**** Dataset content ****
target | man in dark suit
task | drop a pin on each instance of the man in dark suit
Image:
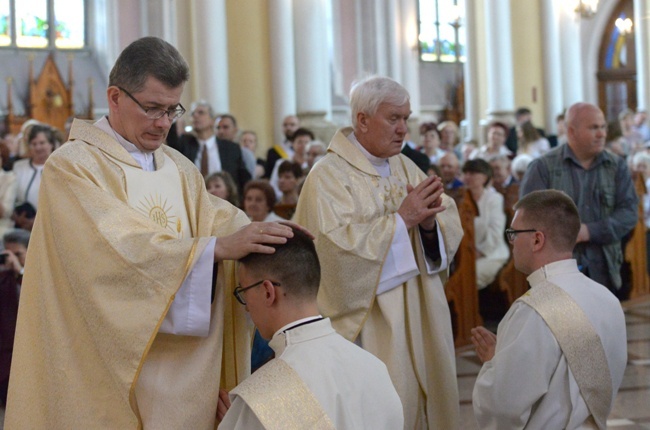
(420, 159)
(209, 153)
(290, 124)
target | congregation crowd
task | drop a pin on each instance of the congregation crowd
(154, 306)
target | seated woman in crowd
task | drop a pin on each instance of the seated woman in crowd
(248, 140)
(530, 141)
(259, 200)
(41, 143)
(300, 139)
(221, 184)
(430, 142)
(290, 174)
(497, 134)
(492, 252)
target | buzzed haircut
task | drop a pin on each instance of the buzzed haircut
(149, 56)
(302, 132)
(294, 265)
(555, 214)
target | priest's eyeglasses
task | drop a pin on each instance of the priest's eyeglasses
(238, 293)
(511, 234)
(157, 113)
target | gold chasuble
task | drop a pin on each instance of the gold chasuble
(107, 255)
(351, 210)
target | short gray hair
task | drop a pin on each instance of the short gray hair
(205, 104)
(367, 94)
(18, 236)
(149, 56)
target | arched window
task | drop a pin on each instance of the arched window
(44, 24)
(441, 38)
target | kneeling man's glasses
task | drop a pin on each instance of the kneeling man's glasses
(238, 293)
(156, 113)
(511, 234)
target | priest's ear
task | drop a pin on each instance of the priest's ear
(362, 122)
(113, 95)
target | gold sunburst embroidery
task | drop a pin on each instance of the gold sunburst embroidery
(160, 212)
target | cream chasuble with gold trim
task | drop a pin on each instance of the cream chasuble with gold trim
(99, 279)
(351, 210)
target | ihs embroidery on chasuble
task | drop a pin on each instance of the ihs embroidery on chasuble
(159, 210)
(389, 193)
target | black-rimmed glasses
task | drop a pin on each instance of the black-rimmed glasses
(157, 113)
(238, 293)
(511, 234)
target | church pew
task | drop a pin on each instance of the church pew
(509, 280)
(635, 252)
(460, 289)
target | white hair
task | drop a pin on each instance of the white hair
(367, 94)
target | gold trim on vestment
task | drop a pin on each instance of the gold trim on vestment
(580, 344)
(281, 400)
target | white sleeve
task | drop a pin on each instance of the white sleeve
(189, 313)
(240, 417)
(399, 265)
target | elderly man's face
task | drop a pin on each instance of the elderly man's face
(248, 141)
(587, 132)
(449, 168)
(201, 119)
(496, 137)
(382, 134)
(130, 119)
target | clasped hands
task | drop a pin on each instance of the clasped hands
(422, 203)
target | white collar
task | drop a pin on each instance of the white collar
(144, 158)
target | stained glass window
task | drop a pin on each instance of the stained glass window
(441, 35)
(5, 23)
(31, 24)
(43, 24)
(69, 27)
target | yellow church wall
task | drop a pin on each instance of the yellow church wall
(249, 69)
(481, 60)
(528, 68)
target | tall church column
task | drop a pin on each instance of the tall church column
(642, 42)
(283, 72)
(552, 62)
(408, 58)
(470, 70)
(209, 53)
(571, 56)
(312, 58)
(500, 92)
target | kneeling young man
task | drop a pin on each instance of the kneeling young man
(318, 379)
(560, 353)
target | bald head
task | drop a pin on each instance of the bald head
(586, 131)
****
» **Instruction**:
Copy all of the material above, switching every "drop a pin" to "place a marker" and leaving everything else unchanged. Omit the picture from your copy.

» **Answer for the task**:
target | man in dark suit
task | place a marker on each instance of the man in dark suit
Image:
(420, 159)
(209, 153)
(290, 124)
target | congregation crowd
task | place a marker on each instance of the congregation crowd
(154, 306)
target | seated woman in crowd
task | place a marker on each instance of the seated woman in crowd
(248, 140)
(530, 141)
(259, 200)
(41, 143)
(300, 139)
(221, 184)
(430, 142)
(290, 174)
(497, 134)
(492, 252)
target | buzzed haircut
task | place a marker on each instance of the buzzed haircut
(149, 56)
(302, 132)
(294, 265)
(555, 214)
target | priest's eyeglasses
task | place a marker on each instance of the priest's eyeglasses
(238, 293)
(511, 234)
(157, 113)
target | gold chasuble
task | place a marker on each instance of the gold chasuble
(107, 255)
(351, 210)
target | short gray hair
task | place a marker on each instance of the short gray hair
(205, 104)
(367, 94)
(18, 236)
(149, 56)
target | arched window
task | place a marker on each instance of the arched window
(44, 24)
(441, 38)
target | kneeling man's glasses
task | place a marker on each instance of the kneeling man's glasses
(238, 293)
(156, 113)
(511, 234)
target | priest's ear
task | place a marker on each instance of the priest's ear
(362, 122)
(113, 95)
target | gold sunburst embroidery
task | place a marker on each instance of the gold sunburst embroidery
(160, 212)
target | cream chasuble with gold trim
task | place a marker on each instance of the cream chasuble with gold trim
(99, 279)
(351, 210)
target | ihs embroidery on chasuble
task | place a marker on each instance of the ihs embroidery on chasuble
(159, 210)
(389, 193)
target | black-rimmed glasses
task | place a marker on each instance of the black-rimmed glasses
(157, 113)
(238, 293)
(511, 234)
target | church pew
task | place a marker on each instance of the church pew
(509, 280)
(635, 252)
(460, 289)
target | white hair
task | place a marker on each instance of the white hair
(367, 94)
target | gold trim on vestment
task | place a marker on each instance of the gold trim on vestment
(580, 344)
(281, 400)
target | white sleeve
task | place a marker on each instance of the white sleeve
(189, 313)
(240, 417)
(399, 265)
target | elderly man's face
task | place a marker on each instance of the elderly man's face
(248, 141)
(587, 132)
(449, 168)
(201, 119)
(496, 137)
(382, 134)
(130, 119)
target | clasped hands
task | place a marker on each instance of the clasped hands
(422, 203)
target | white collar
task | place a marker on each instance of the white collar
(144, 158)
target | stained glass window
task | place a marker on each instance of the stained glass window
(441, 35)
(5, 23)
(31, 24)
(43, 24)
(69, 27)
target | yellow church wall
task | place a marker on each instance of the yellow church wall
(249, 69)
(481, 60)
(528, 68)
target | tall church column
task | place a marker on each instance of the tall church column
(642, 42)
(283, 72)
(552, 62)
(408, 58)
(470, 70)
(209, 53)
(571, 56)
(312, 58)
(500, 92)
target | kneeling young man
task | place a marker on each instance of the kneeling young man
(318, 379)
(560, 353)
target | bald head
task | place a marker on each instance of the bald head
(586, 131)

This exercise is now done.